EXERCISE OBJECTIVE ▸ Set down the data below in full, exactly as it reads, but without the pictures.

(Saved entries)
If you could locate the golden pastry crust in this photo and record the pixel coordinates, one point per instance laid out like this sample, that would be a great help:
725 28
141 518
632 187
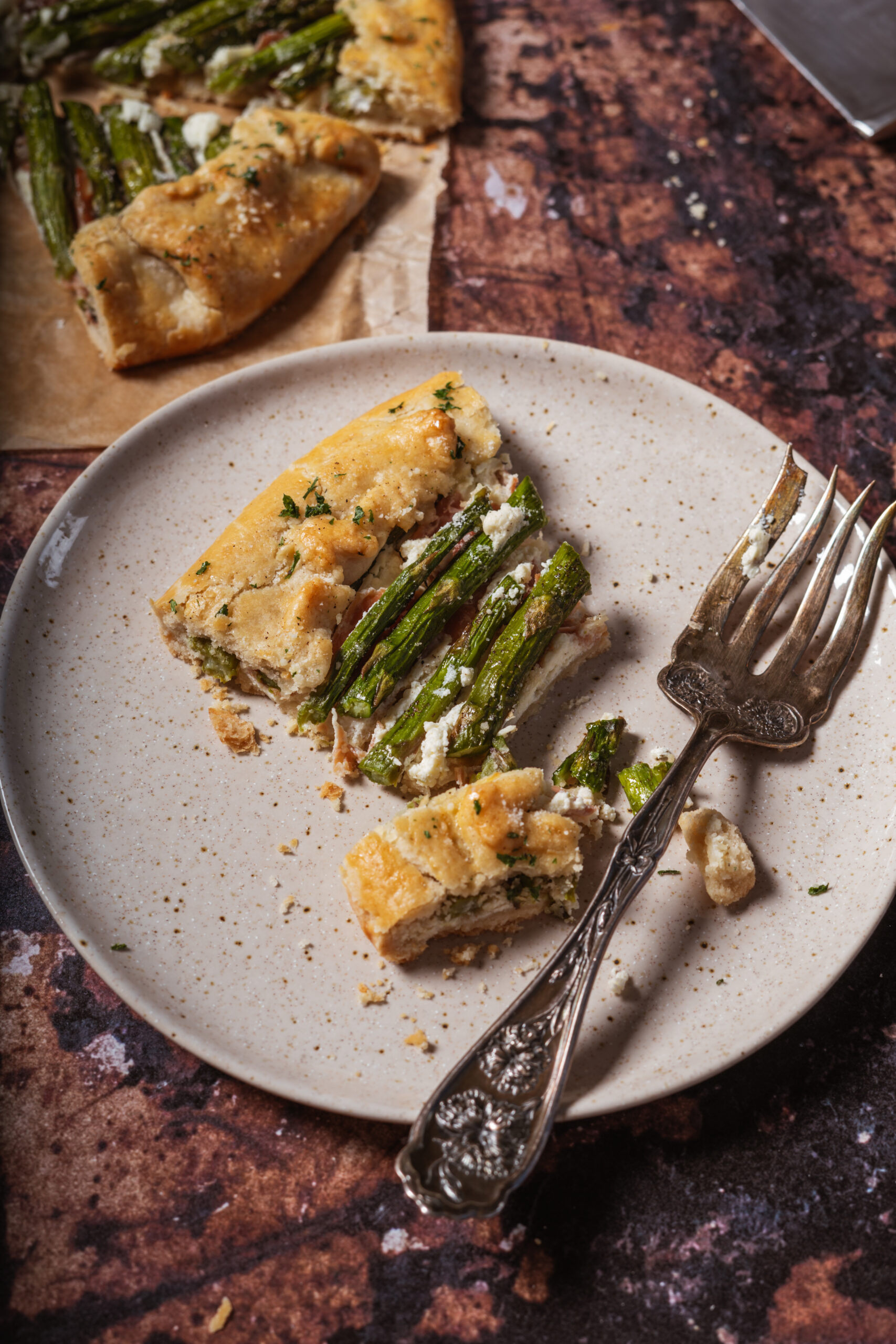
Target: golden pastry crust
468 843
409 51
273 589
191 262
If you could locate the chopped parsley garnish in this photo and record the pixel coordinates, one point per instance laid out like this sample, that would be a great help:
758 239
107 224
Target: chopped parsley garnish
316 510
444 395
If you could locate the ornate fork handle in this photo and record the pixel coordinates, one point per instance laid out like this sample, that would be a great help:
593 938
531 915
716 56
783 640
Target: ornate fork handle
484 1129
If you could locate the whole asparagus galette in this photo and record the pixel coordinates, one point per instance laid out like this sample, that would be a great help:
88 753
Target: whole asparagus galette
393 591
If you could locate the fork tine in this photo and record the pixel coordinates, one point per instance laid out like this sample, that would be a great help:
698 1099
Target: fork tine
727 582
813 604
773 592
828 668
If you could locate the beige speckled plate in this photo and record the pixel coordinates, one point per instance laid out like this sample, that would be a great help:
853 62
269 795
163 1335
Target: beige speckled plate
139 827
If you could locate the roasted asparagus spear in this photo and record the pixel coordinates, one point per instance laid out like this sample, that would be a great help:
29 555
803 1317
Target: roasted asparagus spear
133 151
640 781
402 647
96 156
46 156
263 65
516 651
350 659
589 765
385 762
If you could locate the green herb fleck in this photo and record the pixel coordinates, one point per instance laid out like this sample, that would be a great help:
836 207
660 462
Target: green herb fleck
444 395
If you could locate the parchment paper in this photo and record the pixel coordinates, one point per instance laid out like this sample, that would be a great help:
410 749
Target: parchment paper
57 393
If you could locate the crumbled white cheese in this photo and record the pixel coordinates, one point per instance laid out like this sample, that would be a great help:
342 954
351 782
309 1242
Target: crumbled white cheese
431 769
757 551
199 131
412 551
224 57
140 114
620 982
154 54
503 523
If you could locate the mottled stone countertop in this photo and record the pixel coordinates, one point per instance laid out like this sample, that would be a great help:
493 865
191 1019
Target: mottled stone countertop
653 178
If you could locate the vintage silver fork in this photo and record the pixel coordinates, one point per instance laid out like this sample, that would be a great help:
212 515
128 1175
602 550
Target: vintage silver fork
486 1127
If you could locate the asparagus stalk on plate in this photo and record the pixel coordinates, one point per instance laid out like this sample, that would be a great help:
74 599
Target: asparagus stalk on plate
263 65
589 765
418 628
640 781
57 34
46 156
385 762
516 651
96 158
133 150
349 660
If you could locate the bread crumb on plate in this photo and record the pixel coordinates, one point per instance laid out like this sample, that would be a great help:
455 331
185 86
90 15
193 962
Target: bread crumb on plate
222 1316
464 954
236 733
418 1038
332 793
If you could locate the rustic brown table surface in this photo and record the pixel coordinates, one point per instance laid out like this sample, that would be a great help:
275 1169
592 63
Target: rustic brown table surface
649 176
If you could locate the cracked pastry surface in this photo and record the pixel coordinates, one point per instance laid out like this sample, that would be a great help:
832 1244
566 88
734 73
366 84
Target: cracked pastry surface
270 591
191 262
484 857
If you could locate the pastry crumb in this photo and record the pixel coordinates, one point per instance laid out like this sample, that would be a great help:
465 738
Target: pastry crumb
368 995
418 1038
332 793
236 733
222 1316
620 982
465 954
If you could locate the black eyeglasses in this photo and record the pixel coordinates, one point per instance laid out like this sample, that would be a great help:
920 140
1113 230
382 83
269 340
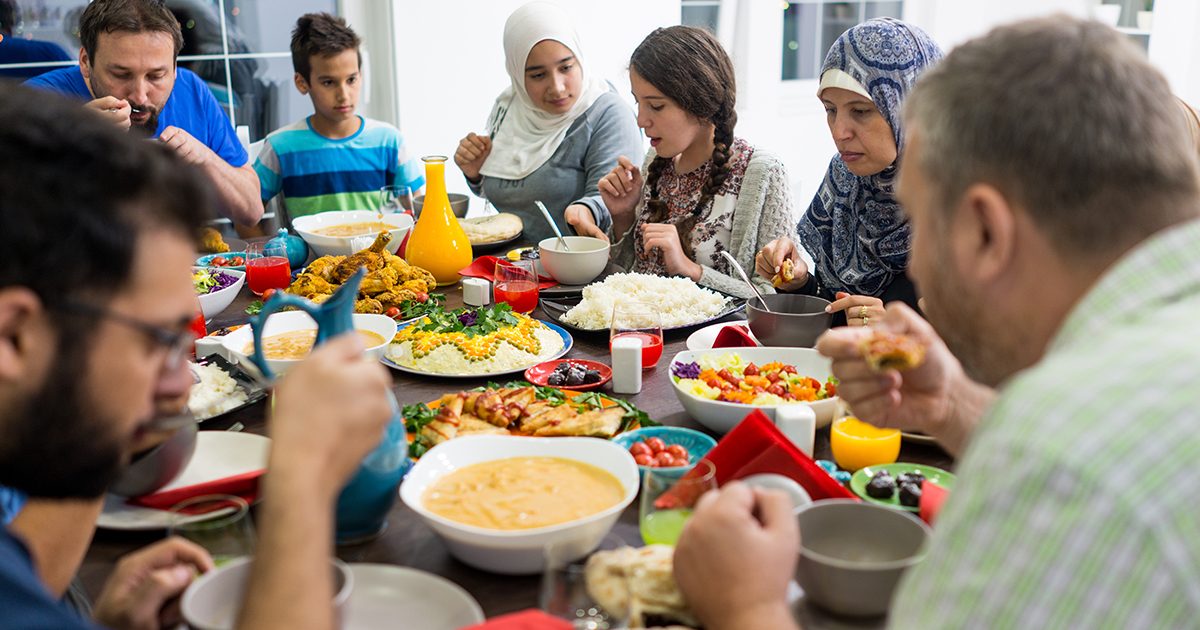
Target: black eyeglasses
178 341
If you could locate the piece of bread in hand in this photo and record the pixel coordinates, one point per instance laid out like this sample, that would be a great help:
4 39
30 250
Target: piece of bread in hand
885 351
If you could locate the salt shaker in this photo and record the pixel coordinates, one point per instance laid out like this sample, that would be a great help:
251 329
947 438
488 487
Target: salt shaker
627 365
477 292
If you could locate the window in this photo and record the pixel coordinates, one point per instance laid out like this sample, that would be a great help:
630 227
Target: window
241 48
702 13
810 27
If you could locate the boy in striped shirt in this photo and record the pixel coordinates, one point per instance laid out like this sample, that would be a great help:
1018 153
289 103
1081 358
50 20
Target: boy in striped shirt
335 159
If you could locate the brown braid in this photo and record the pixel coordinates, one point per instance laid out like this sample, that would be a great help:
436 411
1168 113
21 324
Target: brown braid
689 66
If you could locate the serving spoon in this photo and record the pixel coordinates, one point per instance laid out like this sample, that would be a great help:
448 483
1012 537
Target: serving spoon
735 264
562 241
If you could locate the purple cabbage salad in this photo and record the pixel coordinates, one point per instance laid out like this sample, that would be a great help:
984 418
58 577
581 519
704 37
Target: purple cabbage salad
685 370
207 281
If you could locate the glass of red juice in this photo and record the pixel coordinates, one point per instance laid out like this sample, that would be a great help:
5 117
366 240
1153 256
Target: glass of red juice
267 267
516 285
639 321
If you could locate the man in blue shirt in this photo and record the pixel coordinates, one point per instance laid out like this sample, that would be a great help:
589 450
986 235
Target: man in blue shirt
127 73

REPLY TO THE TASK ▸
If you could locate the golden pastry crust in this photo and record the pixel coordinates, one point per instance laid out like this sample, that would be a great help:
725 28
141 518
632 187
Target: golden pastry crust
468 843
409 51
273 589
191 262
If you could locate the chopped parsley garnish in this photo and record the pixel coordinates, one point per instance laid out like this sample, that would be a great help:
758 239
107 224
Target: chopped parsley garnish
316 510
444 395
If you could locate the ornate fork handle in this photo and record the pixel coordinates, one point per instance laid out like this sample, that would be a great help:
593 938
531 915
716 56
783 640
Target: ornate fork handle
484 1129
If you could locate the whole asparagus galette in this photo and record the pixel coordinates, one point per instance laid out like this sample, that would be a great help:
88 753
Target: whole asparagus galette
393 591
If you could locate the fork tine in this photo and record the pixel coordinates, one point per instance laid out like this sample, that would be a great help:
698 1099
Target: fork tine
727 582
813 604
773 592
828 668
If you could locate the beige speckled plate in this photo and record the pixel coordinates, one point per instance laid out like this sample, that would be a great help:
853 62
269 795
163 1335
Target: beige speckled plate
139 827
If you could locate the roasted asparagus spear in this photo and record the pixel coordinates, one point per instance laid out like this sample, that would be a great help:
29 555
803 1317
Target: roasted asparagus spear
133 151
640 781
402 647
96 156
46 156
263 65
516 651
350 659
589 765
385 762
If you could locate the green herb fleck in this photo and record the pixel coordinates, one point per instance laid out like this sample, that would be a great help:
836 207
660 462
Target: green herb fleck
444 395
If you could locate the parchment paper in this photo and record the pixel coordinates, one point per instance laid out like this sample, that would be a great help:
410 749
Target: parchment paper
57 393
If you could locate the crumbled white cheese in this photo and record the pixel coordinates, one point per instance laid out like this sample, that would be a great help:
342 954
351 782
309 1242
Target: crumbled white cheese
431 769
757 551
199 131
412 551
224 57
140 114
620 982
154 54
503 523
If you could locate the mottled stone countertop in this photo and record the pixel coordinates, one point per instance laid out like this sample, that would be a great help:
493 865
191 1019
Target: mottled stone countertop
653 178
If you could locate the vintage silver fork in this photo and record the pixel coordinates, one point per instance laid out like this sample, that would be a great help:
212 515
128 1175
602 550
Target: vintage silver fork
486 1127
If you could locate the asparagus stalk on plate in this photo and record the pixel coordinates, one point per instance laid out like this sample, that would be a great help:
74 599
Target: asparagus stalk on plate
263 65
589 765
418 628
640 781
57 34
46 156
385 762
516 651
96 158
133 150
349 660
If you could locate the bread crumb on plate in this photo and record the pixel coordinates, one point per instance laid out like this sample, that would be a great help:
455 331
185 86
90 15
193 962
Target: bread crumb on plate
222 1316
464 954
236 733
418 1038
332 793
If you could locate the rustic brown table surface in this photo and record the pixel coordinates, one point per instance laid out like this sample, that would be a great help:
275 1169
592 63
Target: rustic brown table surface
649 176
If you could locate the cracked pastry surface in this photo and record the pixel coordinates, one point per instance laid out like this sample, that would be a great help:
832 1244
566 88
734 73
366 84
Target: cracked pastry surface
270 591
191 262
484 857
If you could locate the pastry crumb in this photo and record the pixel coordinates, one point per instance laid out like this sample, that would be a great help:
465 738
Target: pastry crumb
368 995
418 1038
332 793
236 733
222 1316
620 982
465 954
If you could locate the black eyeglasses in this photo and record the pixel coordinates, one point per instance laid out like this sample, that would be a great help:
920 140
1113 230
382 83
269 340
Target: black eyeglasses
178 341
If you could locate the piece of bread in hand in this photo and record the pixel coordinates, one point per instance laid out like this sample, that would be a great help:
4 39
30 250
Target: piece of bread in hand
885 351
If you could locate the salt shaker in this photo and record the pixel coordinates, one point per instance laid out like this sample, that would be a great help:
251 329
947 438
488 487
Target: salt shaker
627 365
477 292
If you could locate the window in this photo and record the pixel coordinates, one point per instance laid out like this sample, that would be a great help:
630 227
Target: window
241 48
702 13
810 27
If you could locate the boy in striped shirt in this photo and record the pixel coordinates, one point per instance laid out like this sample, that would be a great help:
1018 153
289 103
1081 358
50 20
Target: boy in striped shirt
335 159
If you could locate the brown braid in this photo and record the pixel coordinates, one point per instance laid out like this sample, that would be a great help:
436 411
1168 113
21 324
Target: brown braid
689 66
If you could locate the serving spoon in this photo and record the pixel coordinates, one point per instance laid out like this sample, that would be a great help:
448 483
1012 537
Target: serving spoon
735 264
562 241
If you could locate the purple cabbage salad in this photo and record the pixel coordinates, one point per instance laid out like this sample, that would be a great help:
984 418
58 577
581 519
704 37
Target: purple cabbage salad
685 370
207 281
If you could locate the glass of red juice in this photo and record the pixel coordinates, one point per instance laid out like this sample, that would be a great help:
5 117
366 240
1153 256
Target: glass of red juice
267 267
516 285
639 321
If you could locate the man in blue shirt in this photo and record the pixel coordinates, one point per instance laid out like this sample, that would be a great help:
589 450
986 235
Target: man in blue shirt
127 73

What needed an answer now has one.